[Einträge mit Koordinatenannotationen]

-*-

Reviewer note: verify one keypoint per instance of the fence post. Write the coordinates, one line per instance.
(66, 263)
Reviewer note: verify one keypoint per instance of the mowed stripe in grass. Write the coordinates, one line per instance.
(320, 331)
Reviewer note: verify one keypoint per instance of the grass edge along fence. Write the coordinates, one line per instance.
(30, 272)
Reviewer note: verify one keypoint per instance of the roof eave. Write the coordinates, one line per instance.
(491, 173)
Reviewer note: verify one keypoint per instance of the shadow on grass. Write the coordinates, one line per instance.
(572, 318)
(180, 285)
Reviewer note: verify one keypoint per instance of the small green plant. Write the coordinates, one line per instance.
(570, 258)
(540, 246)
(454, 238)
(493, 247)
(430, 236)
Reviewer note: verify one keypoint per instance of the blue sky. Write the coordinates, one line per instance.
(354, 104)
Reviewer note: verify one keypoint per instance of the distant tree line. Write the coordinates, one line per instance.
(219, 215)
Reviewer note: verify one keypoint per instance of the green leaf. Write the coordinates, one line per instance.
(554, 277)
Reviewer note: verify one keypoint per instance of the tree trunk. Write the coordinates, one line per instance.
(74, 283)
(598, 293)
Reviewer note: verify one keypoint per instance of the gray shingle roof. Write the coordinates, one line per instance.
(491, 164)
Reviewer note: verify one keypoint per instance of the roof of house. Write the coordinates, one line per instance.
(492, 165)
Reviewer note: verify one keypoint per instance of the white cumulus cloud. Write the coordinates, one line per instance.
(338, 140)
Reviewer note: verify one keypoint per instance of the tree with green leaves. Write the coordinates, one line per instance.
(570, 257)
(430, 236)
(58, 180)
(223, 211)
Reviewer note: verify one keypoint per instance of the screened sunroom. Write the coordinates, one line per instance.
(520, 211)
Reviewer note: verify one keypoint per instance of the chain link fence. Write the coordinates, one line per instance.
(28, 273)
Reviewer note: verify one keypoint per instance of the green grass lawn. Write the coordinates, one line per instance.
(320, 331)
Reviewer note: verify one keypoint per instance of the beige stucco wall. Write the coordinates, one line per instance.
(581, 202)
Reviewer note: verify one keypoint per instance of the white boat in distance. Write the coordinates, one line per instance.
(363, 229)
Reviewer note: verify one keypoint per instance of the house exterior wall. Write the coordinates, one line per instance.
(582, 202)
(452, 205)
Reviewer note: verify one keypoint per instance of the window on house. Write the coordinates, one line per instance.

-*-

* [ZIEL DER AUFGABE]:
Skaliere bitte die Zeilen der Einträge: Beginne bei der Zeile, die „Reviewer note: verify one keypoint per instance of the distant“ enthält, und höre nach dem Ende der Einträge auf. Gib jede dieser Zeilen vollständig wieder und multipliziere dabei alle Koordinatenwerte mit 0,4, gerundet auf ganze Zahlen, Hälften aufgerundet.

* [ANTWORT ZUR ÜBUNG]:
Reviewer note: verify one keypoint per instance of the distant tree line. Write the coordinates, one line per instance.
(88, 86)
Reviewer note: verify one keypoint per instance of the green leaf. Write the coordinates, one line per instance.
(222, 111)
Reviewer note: verify one keypoint per instance of the tree trunk. Write the coordinates, one line per instance.
(30, 113)
(239, 117)
Reviewer note: verify one keypoint per instance of the gray shingle roof. Write the coordinates, one line per instance.
(196, 66)
Reviewer note: verify one keypoint per instance of the roof of house. Write the coordinates, one line per instance.
(197, 66)
Reviewer note: verify one keypoint per instance of the white cumulus cloud. Write the coordinates, one line per instance.
(135, 56)
Reviewer note: verify one keypoint per instance of the tree with green leaves. Write the coordinates, one line per instance.
(228, 103)
(172, 94)
(23, 72)
(89, 84)
Reviewer note: verify one keypoint per instance of the screened sunroom. Write the coordinates, one line per instance.
(208, 84)
Reviewer note: verify one keypoint per instance of the chain link fence. Write the coordinates, one line per instance.
(11, 109)
Reviewer note: verify one keypoint per instance of the green grass lawn. Write the coordinates, one line per instance.
(128, 132)
Reviewer note: verify one keypoint per instance of the beige stucco wall. Write the coordinates, one line per instance.
(232, 81)
Reviewer note: verify one keypoint per instance of the white boat in distance. Write the coordinates, one line per instance.
(145, 92)
Reviewer note: verify one keypoint per instance of the house exterior wall. Write the coordinates, one line per instance.
(233, 81)
(181, 82)
Reviewer note: verify one keypoint per instance of the window on house. Write the coordinates, one line per instance.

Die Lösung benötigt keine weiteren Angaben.